** BEGIN MATERIAL FOR THIS TASK **
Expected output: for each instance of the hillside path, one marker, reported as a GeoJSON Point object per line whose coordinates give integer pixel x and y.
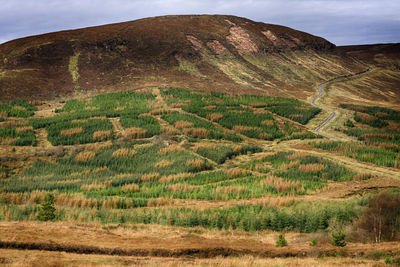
{"type": "Point", "coordinates": [321, 93]}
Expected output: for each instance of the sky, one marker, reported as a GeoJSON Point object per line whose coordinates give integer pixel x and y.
{"type": "Point", "coordinates": [342, 22]}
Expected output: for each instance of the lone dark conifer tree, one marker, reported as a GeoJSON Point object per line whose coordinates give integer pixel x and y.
{"type": "Point", "coordinates": [47, 210]}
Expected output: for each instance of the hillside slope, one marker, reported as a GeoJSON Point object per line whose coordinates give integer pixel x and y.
{"type": "Point", "coordinates": [209, 52]}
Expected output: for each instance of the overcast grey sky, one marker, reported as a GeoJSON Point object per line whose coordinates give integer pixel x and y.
{"type": "Point", "coordinates": [341, 22]}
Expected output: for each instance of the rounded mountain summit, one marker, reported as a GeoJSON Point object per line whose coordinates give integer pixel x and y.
{"type": "Point", "coordinates": [208, 52]}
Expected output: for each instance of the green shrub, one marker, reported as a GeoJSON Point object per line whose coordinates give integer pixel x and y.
{"type": "Point", "coordinates": [338, 239]}
{"type": "Point", "coordinates": [281, 242]}
{"type": "Point", "coordinates": [313, 242]}
{"type": "Point", "coordinates": [47, 209]}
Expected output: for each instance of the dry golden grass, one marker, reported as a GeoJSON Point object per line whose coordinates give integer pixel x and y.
{"type": "Point", "coordinates": [79, 121]}
{"type": "Point", "coordinates": [297, 155]}
{"type": "Point", "coordinates": [130, 188]}
{"type": "Point", "coordinates": [170, 149]}
{"type": "Point", "coordinates": [92, 108]}
{"type": "Point", "coordinates": [241, 128]}
{"type": "Point", "coordinates": [108, 183]}
{"type": "Point", "coordinates": [237, 148]}
{"type": "Point", "coordinates": [98, 118]}
{"type": "Point", "coordinates": [181, 188]}
{"type": "Point", "coordinates": [293, 116]}
{"type": "Point", "coordinates": [236, 172]}
{"type": "Point", "coordinates": [135, 133]}
{"type": "Point", "coordinates": [210, 107]}
{"type": "Point", "coordinates": [196, 132]}
{"type": "Point", "coordinates": [178, 105]}
{"type": "Point", "coordinates": [15, 257]}
{"type": "Point", "coordinates": [198, 163]}
{"type": "Point", "coordinates": [85, 156]}
{"type": "Point", "coordinates": [159, 111]}
{"type": "Point", "coordinates": [281, 185]}
{"type": "Point", "coordinates": [124, 152]}
{"type": "Point", "coordinates": [98, 146]}
{"type": "Point", "coordinates": [313, 167]}
{"type": "Point", "coordinates": [259, 111]}
{"type": "Point", "coordinates": [119, 108]}
{"type": "Point", "coordinates": [366, 117]}
{"type": "Point", "coordinates": [198, 146]}
{"type": "Point", "coordinates": [8, 140]}
{"type": "Point", "coordinates": [94, 186]}
{"type": "Point", "coordinates": [175, 177]}
{"type": "Point", "coordinates": [24, 129]}
{"type": "Point", "coordinates": [97, 170]}
{"type": "Point", "coordinates": [13, 123]}
{"type": "Point", "coordinates": [150, 176]}
{"type": "Point", "coordinates": [214, 116]}
{"type": "Point", "coordinates": [169, 129]}
{"type": "Point", "coordinates": [163, 164]}
{"type": "Point", "coordinates": [161, 201]}
{"type": "Point", "coordinates": [289, 165]}
{"type": "Point", "coordinates": [230, 189]}
{"type": "Point", "coordinates": [72, 131]}
{"type": "Point", "coordinates": [101, 135]}
{"type": "Point", "coordinates": [380, 136]}
{"type": "Point", "coordinates": [268, 123]}
{"type": "Point", "coordinates": [183, 124]}
{"type": "Point", "coordinates": [3, 114]}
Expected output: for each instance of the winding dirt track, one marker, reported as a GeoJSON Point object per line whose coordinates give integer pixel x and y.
{"type": "Point", "coordinates": [321, 93]}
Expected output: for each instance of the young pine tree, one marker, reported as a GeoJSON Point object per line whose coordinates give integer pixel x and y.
{"type": "Point", "coordinates": [47, 209]}
{"type": "Point", "coordinates": [281, 242]}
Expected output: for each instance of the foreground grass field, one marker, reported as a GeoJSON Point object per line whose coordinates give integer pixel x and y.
{"type": "Point", "coordinates": [220, 175]}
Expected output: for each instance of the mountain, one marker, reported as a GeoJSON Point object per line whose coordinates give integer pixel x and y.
{"type": "Point", "coordinates": [207, 52]}
{"type": "Point", "coordinates": [211, 52]}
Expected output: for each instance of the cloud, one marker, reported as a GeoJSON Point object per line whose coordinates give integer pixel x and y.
{"type": "Point", "coordinates": [340, 21]}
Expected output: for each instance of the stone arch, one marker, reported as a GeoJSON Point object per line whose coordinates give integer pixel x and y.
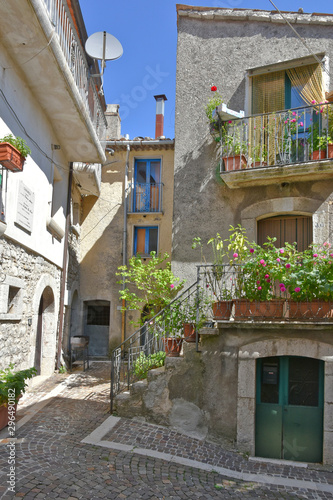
{"type": "Point", "coordinates": [268, 208]}
{"type": "Point", "coordinates": [44, 324]}
{"type": "Point", "coordinates": [247, 356]}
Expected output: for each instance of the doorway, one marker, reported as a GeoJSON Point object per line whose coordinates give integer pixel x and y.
{"type": "Point", "coordinates": [289, 408]}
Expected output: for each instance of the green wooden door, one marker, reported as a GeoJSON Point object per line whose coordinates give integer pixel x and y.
{"type": "Point", "coordinates": [289, 408]}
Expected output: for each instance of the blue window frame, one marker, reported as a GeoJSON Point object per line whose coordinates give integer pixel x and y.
{"type": "Point", "coordinates": [147, 186]}
{"type": "Point", "coordinates": [145, 240]}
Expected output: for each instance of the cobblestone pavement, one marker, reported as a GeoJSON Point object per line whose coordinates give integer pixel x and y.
{"type": "Point", "coordinates": [53, 462]}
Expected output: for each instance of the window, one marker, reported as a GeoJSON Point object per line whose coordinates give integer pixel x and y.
{"type": "Point", "coordinates": [286, 228]}
{"type": "Point", "coordinates": [145, 240]}
{"type": "Point", "coordinates": [147, 186]}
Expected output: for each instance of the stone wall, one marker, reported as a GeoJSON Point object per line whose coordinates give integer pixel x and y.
{"type": "Point", "coordinates": [24, 278]}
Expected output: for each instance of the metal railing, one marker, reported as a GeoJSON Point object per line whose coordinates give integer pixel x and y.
{"type": "Point", "coordinates": [128, 358]}
{"type": "Point", "coordinates": [228, 294]}
{"type": "Point", "coordinates": [74, 54]}
{"type": "Point", "coordinates": [145, 197]}
{"type": "Point", "coordinates": [286, 137]}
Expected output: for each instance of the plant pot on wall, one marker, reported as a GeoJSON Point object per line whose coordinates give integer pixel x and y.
{"type": "Point", "coordinates": [266, 309]}
{"type": "Point", "coordinates": [222, 309]}
{"type": "Point", "coordinates": [321, 154]}
{"type": "Point", "coordinates": [11, 158]}
{"type": "Point", "coordinates": [236, 162]}
{"type": "Point", "coordinates": [313, 310]}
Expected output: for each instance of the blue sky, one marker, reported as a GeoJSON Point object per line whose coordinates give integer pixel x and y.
{"type": "Point", "coordinates": [147, 30]}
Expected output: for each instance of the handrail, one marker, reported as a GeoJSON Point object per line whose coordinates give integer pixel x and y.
{"type": "Point", "coordinates": [61, 19]}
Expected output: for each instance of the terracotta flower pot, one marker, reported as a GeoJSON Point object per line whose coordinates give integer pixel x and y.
{"type": "Point", "coordinates": [314, 310]}
{"type": "Point", "coordinates": [11, 158]}
{"type": "Point", "coordinates": [266, 309]}
{"type": "Point", "coordinates": [173, 346]}
{"type": "Point", "coordinates": [236, 162]}
{"type": "Point", "coordinates": [222, 309]}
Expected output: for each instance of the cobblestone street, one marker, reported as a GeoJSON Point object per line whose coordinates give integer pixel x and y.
{"type": "Point", "coordinates": [68, 446]}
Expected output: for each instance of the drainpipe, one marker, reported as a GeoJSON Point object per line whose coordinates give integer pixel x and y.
{"type": "Point", "coordinates": [123, 314]}
{"type": "Point", "coordinates": [64, 265]}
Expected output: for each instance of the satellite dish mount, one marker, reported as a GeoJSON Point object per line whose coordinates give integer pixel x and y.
{"type": "Point", "coordinates": [104, 47]}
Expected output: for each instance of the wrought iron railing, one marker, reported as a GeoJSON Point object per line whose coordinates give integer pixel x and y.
{"type": "Point", "coordinates": [74, 54]}
{"type": "Point", "coordinates": [286, 137]}
{"type": "Point", "coordinates": [145, 197]}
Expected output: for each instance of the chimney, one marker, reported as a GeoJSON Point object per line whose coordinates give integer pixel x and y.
{"type": "Point", "coordinates": [159, 115]}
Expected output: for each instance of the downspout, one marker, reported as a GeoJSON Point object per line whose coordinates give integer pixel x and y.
{"type": "Point", "coordinates": [123, 314]}
{"type": "Point", "coordinates": [64, 265]}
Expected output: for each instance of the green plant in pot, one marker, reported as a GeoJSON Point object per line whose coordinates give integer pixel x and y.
{"type": "Point", "coordinates": [13, 151]}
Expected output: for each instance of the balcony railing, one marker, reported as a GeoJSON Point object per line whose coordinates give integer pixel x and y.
{"type": "Point", "coordinates": [230, 294]}
{"type": "Point", "coordinates": [292, 136]}
{"type": "Point", "coordinates": [76, 59]}
{"type": "Point", "coordinates": [145, 197]}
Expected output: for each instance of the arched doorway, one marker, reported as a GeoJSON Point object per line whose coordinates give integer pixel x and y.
{"type": "Point", "coordinates": [45, 326]}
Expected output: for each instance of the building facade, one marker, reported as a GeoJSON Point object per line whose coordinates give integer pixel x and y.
{"type": "Point", "coordinates": [132, 216]}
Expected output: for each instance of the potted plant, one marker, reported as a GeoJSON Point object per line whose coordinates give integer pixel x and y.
{"type": "Point", "coordinates": [13, 152]}
{"type": "Point", "coordinates": [12, 386]}
{"type": "Point", "coordinates": [234, 145]}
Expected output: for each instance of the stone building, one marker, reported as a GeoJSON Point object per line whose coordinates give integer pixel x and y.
{"type": "Point", "coordinates": [49, 99]}
{"type": "Point", "coordinates": [239, 387]}
{"type": "Point", "coordinates": [133, 215]}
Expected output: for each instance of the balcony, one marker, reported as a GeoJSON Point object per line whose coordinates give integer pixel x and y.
{"type": "Point", "coordinates": [88, 177]}
{"type": "Point", "coordinates": [291, 145]}
{"type": "Point", "coordinates": [145, 197]}
{"type": "Point", "coordinates": [41, 40]}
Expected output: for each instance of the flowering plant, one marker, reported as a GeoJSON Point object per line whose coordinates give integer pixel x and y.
{"type": "Point", "coordinates": [213, 103]}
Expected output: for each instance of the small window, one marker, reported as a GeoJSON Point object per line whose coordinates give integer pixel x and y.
{"type": "Point", "coordinates": [286, 229]}
{"type": "Point", "coordinates": [145, 240]}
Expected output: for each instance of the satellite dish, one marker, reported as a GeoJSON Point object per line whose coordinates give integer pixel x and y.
{"type": "Point", "coordinates": [103, 46]}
** END MATERIAL FOR THIS TASK **
WHAT THE TASK ASKS:
Copy each line exactly, from the line containing "Expected output: for each instance of the balcony, one" down to the last line of the material, and no other lines.

TASK RESULT:
Expected output: for each instance of the balcony, one marker, reported as a GeoJSON Point object per line whose coordinates give integer pixel x and y.
{"type": "Point", "coordinates": [88, 177]}
{"type": "Point", "coordinates": [291, 145]}
{"type": "Point", "coordinates": [145, 197]}
{"type": "Point", "coordinates": [41, 40]}
Expected output: for each instance of the flowering plant, one marker, reported as a GeoJSON Point object per line whose coordinates give integer pixel x and y.
{"type": "Point", "coordinates": [213, 103]}
Expected output: for each instance of the small window, one marker, reported as a GeoJSON Point object per line whose coordinates give integer pixel x and y.
{"type": "Point", "coordinates": [286, 229]}
{"type": "Point", "coordinates": [145, 240]}
Expected output: for each instance of the satellite dish, one marker, reported as a GeoJSON Point object per line whose coordinates give integer pixel x and y.
{"type": "Point", "coordinates": [103, 46]}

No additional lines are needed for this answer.